Restate each entry word for word, leaving nothing out.

##### Records for the exercise

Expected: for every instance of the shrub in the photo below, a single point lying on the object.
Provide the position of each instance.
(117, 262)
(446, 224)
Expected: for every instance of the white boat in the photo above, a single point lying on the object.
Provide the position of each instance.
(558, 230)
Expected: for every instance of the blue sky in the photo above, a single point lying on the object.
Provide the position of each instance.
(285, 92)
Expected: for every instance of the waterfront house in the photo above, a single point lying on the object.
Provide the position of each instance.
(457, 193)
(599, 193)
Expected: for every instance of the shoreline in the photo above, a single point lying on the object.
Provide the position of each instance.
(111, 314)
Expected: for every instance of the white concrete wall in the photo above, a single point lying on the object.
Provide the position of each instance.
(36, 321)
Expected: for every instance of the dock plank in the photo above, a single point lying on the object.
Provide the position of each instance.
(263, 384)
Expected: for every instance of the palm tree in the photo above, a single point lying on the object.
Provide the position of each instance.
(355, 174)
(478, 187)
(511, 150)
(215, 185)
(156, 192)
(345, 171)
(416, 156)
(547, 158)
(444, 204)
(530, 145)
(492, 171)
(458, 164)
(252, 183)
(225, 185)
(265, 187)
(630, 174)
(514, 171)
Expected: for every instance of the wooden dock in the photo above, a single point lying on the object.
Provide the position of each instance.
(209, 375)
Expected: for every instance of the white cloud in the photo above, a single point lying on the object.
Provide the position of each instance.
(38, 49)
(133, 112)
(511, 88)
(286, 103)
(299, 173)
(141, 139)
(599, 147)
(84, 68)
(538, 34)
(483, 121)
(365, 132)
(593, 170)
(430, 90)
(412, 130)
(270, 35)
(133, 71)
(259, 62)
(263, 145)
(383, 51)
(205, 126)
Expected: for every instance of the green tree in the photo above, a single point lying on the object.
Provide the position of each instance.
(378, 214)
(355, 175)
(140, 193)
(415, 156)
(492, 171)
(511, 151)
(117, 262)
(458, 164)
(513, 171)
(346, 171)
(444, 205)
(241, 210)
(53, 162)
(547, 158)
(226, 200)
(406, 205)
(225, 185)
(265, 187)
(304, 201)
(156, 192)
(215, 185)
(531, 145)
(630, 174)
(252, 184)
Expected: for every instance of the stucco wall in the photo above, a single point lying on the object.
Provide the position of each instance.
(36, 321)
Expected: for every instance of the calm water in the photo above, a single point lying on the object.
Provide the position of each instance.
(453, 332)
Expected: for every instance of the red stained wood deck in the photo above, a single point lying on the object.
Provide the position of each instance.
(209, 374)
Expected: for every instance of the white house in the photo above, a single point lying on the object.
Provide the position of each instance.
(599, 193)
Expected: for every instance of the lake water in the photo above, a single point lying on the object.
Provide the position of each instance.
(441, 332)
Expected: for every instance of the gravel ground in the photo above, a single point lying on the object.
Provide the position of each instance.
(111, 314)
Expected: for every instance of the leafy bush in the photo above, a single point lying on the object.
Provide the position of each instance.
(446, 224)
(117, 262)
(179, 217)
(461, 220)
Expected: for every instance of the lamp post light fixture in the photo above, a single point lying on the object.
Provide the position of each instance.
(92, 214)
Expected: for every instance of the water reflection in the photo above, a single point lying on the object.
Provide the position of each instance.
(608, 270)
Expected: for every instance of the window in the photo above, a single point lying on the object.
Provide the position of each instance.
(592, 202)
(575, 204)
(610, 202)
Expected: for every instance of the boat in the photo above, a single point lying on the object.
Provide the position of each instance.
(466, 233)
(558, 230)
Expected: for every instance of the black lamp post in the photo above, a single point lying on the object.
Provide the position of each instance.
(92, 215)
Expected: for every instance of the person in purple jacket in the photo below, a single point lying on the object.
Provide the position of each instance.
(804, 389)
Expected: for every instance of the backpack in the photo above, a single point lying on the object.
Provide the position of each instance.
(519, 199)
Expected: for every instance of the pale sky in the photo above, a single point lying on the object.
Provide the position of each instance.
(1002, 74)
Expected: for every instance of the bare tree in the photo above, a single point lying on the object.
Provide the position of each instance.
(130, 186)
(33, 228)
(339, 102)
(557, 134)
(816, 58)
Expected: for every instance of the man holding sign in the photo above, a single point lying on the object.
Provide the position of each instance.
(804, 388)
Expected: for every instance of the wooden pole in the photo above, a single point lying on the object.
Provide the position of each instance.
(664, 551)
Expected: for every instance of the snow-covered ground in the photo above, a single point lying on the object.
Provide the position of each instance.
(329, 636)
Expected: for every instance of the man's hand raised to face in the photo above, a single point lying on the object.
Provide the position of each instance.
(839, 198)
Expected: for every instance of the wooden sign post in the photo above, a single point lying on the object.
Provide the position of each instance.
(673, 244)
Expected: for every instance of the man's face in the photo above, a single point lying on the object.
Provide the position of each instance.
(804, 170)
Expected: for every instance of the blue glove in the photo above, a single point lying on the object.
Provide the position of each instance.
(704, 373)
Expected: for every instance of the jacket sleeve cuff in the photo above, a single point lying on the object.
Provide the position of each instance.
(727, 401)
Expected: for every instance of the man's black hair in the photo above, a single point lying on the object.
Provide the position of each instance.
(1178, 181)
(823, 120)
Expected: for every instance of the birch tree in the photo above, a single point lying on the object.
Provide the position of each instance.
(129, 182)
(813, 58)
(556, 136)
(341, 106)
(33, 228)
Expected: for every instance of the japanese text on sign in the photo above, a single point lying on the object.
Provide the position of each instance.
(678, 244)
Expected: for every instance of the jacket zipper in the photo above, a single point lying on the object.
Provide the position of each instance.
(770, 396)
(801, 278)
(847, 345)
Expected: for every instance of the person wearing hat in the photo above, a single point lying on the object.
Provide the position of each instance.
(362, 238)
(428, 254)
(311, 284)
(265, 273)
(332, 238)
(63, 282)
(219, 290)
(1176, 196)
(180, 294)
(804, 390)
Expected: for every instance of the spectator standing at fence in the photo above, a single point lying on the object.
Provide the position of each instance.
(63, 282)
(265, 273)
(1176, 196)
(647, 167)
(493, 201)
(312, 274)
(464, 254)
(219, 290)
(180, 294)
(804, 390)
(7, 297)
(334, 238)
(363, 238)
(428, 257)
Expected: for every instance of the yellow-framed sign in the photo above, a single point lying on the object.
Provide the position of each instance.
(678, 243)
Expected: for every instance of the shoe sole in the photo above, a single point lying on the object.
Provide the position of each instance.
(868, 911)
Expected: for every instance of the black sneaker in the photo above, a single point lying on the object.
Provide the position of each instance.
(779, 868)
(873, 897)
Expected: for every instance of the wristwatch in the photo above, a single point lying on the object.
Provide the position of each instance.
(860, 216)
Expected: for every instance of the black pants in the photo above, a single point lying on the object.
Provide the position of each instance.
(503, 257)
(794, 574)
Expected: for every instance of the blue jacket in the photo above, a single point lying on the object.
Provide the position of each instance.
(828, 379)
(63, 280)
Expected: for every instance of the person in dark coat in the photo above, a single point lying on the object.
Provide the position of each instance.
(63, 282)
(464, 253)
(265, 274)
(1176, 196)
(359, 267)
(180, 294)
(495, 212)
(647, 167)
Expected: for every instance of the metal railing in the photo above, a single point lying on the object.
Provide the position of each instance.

##########

*Task result*.
Expected: for every instance of the shrub in the photo below, a single point lying on the object.
Provide the position of each instance.
(117, 262)
(446, 224)
Expected: for every instance of the white boat in the photo above, a single point lying on the object.
Provide the position of each instance.
(558, 230)
Expected: for every instance of the blue sky in the photo above, a single point lying on the object.
Provide the position of each instance.
(285, 92)
Expected: for every instance of the waterfront house in the photo above, a single point lying on the object.
Provide the position of each instance.
(457, 193)
(599, 193)
Expected: for every instance of the shoreline in the photo above, a single point lying on the object.
Provide the position of each instance.
(111, 314)
Expected: for every instance of the white concrete wall in the photo above, a single point lying on the object.
Provide the position of each instance.
(36, 321)
Expected: for every instance of the dock plank in the photo above, a single point lying on the object.
Provide the position of each instance.
(263, 384)
Expected: for every instance of the palm tree in the photo above, a single point lying on the object.
Provide the position of each instance.
(355, 174)
(478, 187)
(511, 150)
(215, 185)
(156, 192)
(345, 171)
(416, 156)
(547, 158)
(444, 204)
(530, 145)
(492, 171)
(458, 164)
(252, 183)
(225, 185)
(265, 187)
(630, 174)
(514, 171)
Expected: for every instance of the wooden dock in the photo above, a single point lying on the object.
Provide the position of each instance.
(209, 375)
Expected: for every instance of the white cloud in the photo above, a single point lying on the object.
Provide the position of each instance.
(38, 49)
(133, 112)
(511, 88)
(286, 103)
(299, 173)
(141, 139)
(599, 147)
(84, 68)
(538, 34)
(483, 121)
(365, 132)
(593, 170)
(430, 90)
(412, 130)
(270, 35)
(133, 71)
(259, 62)
(263, 145)
(383, 51)
(205, 126)
Expected: for every instance of the green tree in the photo above, a single point lying on the object.
Provide the position of each instance.
(378, 214)
(355, 175)
(140, 193)
(415, 156)
(492, 171)
(511, 151)
(117, 262)
(458, 164)
(513, 171)
(346, 171)
(444, 205)
(241, 210)
(53, 162)
(547, 158)
(226, 200)
(406, 205)
(225, 185)
(265, 187)
(304, 201)
(156, 192)
(215, 185)
(531, 145)
(630, 174)
(252, 184)
Expected: for every instance of the stucco wall in the photo above, a single point lying on the object.
Provide the position of each instance.
(36, 321)
Expected: for every instance of the calm water in the photo above, a single point lying on the object.
Provide the position of each instance.
(453, 332)
Expected: for every instance of the red stained wood deck in the photo above, a single point lying on the object.
Provide the position of each instance.
(209, 374)
Expected: for every instance of the white house in the photo above, a single point lying on the object.
Provide the position of each instance.
(599, 193)
Expected: for every instance of the lake water in the photo above, a single point lying on the object.
Provide the position of each instance.
(441, 332)
Expected: for every instance of the gravel ground in the photo above, a single point lying on the object.
Provide the position of each instance.
(111, 314)
Expected: for every instance of the leafy bush in the photo above, a single point lying on the object.
Provide the position of each instance.
(446, 224)
(117, 262)
(179, 217)
(461, 220)
Expected: for every instance of the lamp post light fixture in the photo above, a single point lying on the object.
Provide the position of each instance.
(92, 214)
Expected: for every instance of the water reflection in the photo above, a single point lying on the object.
Provide the position of each instance.
(608, 270)
Expected: for every instance of the window in the photo above, a single point lying on the object.
Provide the position of each instance.
(592, 202)
(575, 204)
(610, 202)
Expected: for every instance of the boat in the photo above, a single point lying on the object.
Provide the position of each instance.
(466, 233)
(558, 230)
Expected: for every instance of the black lamp post in the photo above, a single point lying on the object.
Provide the position of each instance.
(92, 215)
Expected: for every instance of the person in purple jacket in the photo below, a single point lying on the object.
Provide the position of each instance.
(804, 389)
Expected: for every instance of the backpack in the photo above, a single point lying on the object.
Provide the position of each instance.
(519, 199)
Expected: for every instance of the pale sky in the photo above, a single point lying on the object.
Provide the position of each instance.
(1002, 74)
Expected: for every instance of the bare tree in the photo above, a single point lying on the object.
Provide the position of each instance.
(130, 186)
(33, 228)
(339, 102)
(557, 134)
(816, 58)
Expected: for every instance of the man holding sign in the photo above, a single point lying on the object.
Provide the position of each instance.
(804, 388)
Expected: for every instance of the wooden pole in the photo above, a single point lying on the object.
Provide the position of each instance.
(664, 551)
Expected: for every instance of the snow-covered ground in the photo above, a single point lying on the object.
Provide the position of each instance.
(329, 636)
Expected: for every instance of the man's hand raised to face in the photo above, a single point lying on the object.
Provide the position of each instance.
(839, 198)
Expected: for every instance of the wooden sign post in the photo above, a single point lying on the object.
Provide the position of each instance.
(673, 244)
Expected: for every instance of the man's face in the photo above, a single point lying on the object.
Provide the position of each instance.
(804, 170)
Expected: for every instance of the blue glove in the photo above, a single point lying on the object.
Provide the position of each instance.
(704, 373)
Expected: for every instance of the jacket sleeve cuff in the photo above, a single point lying on the object.
Provide the position of each instance.
(727, 401)
Expected: for every instance of the man's black hair in the photo above, a single point lying on the object.
Provide the position of each instance.
(1178, 181)
(823, 120)
Expected: for every instance of the birch tree in the photo above, a single point lying on the object.
Provide the position of each instance.
(129, 182)
(813, 58)
(556, 136)
(341, 106)
(33, 228)
Expected: for every instance of the japanese text on sign in the photo above, a single point lying on the object.
Provide the position of each instance.
(678, 244)
Expected: for every instance of the jacket zipper in the photo above, a single point lying on the object.
Provide the position of each instance.
(770, 396)
(801, 278)
(847, 345)
Expected: for every instance of the person wearing hat in the photo above, a single point lying on the object.
Provide the position of each instance.
(362, 238)
(428, 254)
(311, 284)
(265, 273)
(332, 238)
(63, 282)
(219, 290)
(1176, 196)
(180, 294)
(804, 390)
Expected: for every instance of the spectator standing at fence in the photo above, a single point lying on the object.
Provide the position of each instance.
(63, 282)
(265, 273)
(1176, 196)
(647, 167)
(493, 201)
(312, 274)
(464, 254)
(219, 290)
(180, 294)
(804, 390)
(7, 297)
(334, 238)
(363, 238)
(428, 257)
Expected: for every instance of the yellow-framed sign in the photo above, a single point lying on the object.
Provide the position of each instance.
(678, 243)
Expected: for every instance of the shoe sole in the photo above, a single point lying on the object.
Provide the position of each instance.
(868, 911)
Expected: for every instance of the black sneaker in the photo above, a single point lying on the object.
Provide the position of each instance.
(779, 868)
(873, 897)
Expected: for every instance of the wristwatch in the photo above, a single point lying on the object.
Provide the position of each instance.
(860, 216)
Expected: for every instance of the black pants in the photo above, a single point lying on the object.
Provide the position of each instance.
(503, 257)
(794, 574)
Expected: for every instance of the blue jacket in the photo above, a single point lying on the object.
Provide the position of each instance.
(828, 379)
(63, 280)
Expected: for every instance of the person in dark coat in the photo above, a single point lying on the object.
Provide the position of each instance.
(63, 282)
(464, 253)
(265, 274)
(1176, 196)
(359, 267)
(180, 294)
(495, 212)
(647, 167)
Expected: for every instance of the metal railing in the photo above, a single point lying on the object.
Provide the position of each instance.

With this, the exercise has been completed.